FONTE: http://literatortura.com/2015/08/literatura-delas-a-influencia-do-feminismo-na-literatura/

AUTORA: LORENA ROBINSON, uma jovem de 17 anos, estudante de Direito. Sonha em brincar de passarinho e conhecer o mundo. Enquanto isso, conheceu a arte, a literatura, o cinema e as Ciências Humanas, e aprendeu a passarinhar por vários mundos diferentes.

Elaine Showalter, Ph.D e crítica literária americana, dedicou grande parte dos seus estudos acadêmicos à análise de produções advindas das “subculturas”, sendo uma das precursoras do criticismo literário feminista. Desenvolvendo o conceito e a prática do que cunhou de “gynocritics”, o estudo da literatura produzida essencialmente por mulheres – suas imagens, papéis, experiências e ideologias, assim como a história e todo o percurso da tradição literária feminina -, Elaine foi responsável por gerar importante (quiçá controverso) material de debate no meio acadêmico e feminista. “Gynocritics” refere-se, segundo ela, a uma “moldura feminina para a análise da literatura feminina, a fim de desenvolver novos modelos baseados no estudo da experiência e da produção das mulheres, em vez de apenas adaptar modelos e teorias masculinas”. A escritora, portanto, se propõe a desenvolver uma análise sobre as obras e tradições das mulheres, da era Vitoriana à atualidade.

Linhas:
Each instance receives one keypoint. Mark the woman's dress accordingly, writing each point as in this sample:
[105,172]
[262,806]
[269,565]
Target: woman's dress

---

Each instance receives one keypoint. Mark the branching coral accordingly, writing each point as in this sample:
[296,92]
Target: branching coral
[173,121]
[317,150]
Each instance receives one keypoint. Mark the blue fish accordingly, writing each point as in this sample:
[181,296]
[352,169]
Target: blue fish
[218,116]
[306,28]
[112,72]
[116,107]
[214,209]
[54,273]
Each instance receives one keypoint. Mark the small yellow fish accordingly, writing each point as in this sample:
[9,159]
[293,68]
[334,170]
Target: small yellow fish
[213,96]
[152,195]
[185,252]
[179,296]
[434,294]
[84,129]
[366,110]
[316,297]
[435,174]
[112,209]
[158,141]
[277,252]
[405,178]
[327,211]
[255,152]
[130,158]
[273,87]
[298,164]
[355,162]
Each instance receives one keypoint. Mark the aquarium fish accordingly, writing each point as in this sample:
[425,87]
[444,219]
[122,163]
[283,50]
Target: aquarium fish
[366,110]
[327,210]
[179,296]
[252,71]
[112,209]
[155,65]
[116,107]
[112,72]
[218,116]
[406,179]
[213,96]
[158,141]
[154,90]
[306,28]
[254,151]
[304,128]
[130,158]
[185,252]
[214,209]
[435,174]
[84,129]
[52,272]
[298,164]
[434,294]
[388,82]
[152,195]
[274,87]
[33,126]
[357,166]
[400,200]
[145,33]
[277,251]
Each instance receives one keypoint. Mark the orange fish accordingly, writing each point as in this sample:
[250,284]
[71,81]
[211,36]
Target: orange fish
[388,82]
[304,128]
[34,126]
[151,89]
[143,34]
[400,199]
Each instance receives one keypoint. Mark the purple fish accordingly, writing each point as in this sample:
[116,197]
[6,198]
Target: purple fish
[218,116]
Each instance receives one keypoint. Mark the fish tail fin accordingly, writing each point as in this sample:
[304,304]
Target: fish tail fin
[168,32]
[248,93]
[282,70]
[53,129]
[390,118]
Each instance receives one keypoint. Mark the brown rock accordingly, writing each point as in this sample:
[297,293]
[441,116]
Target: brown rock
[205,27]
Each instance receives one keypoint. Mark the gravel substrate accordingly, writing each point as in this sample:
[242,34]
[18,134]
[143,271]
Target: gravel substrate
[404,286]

Lista de tarefas:
1) No texto de leitura, que período a análise de Elaine Showalter sobre as obras e tradições das mulheres abrange?
2) Com base no texto de leitura, explique para que serve a "moldura feminina" que a "gynocritics" propõe para analisar a literatura feminina.

Respostas por tarefa:
1) Vai da era Vitoriana à atualidade.

2) Ela serve para desenvolver novos modelos baseados no estudo da experiência e da produção das mulheres. Assim, evita-se apenas adaptar modelos e teorias masculinas.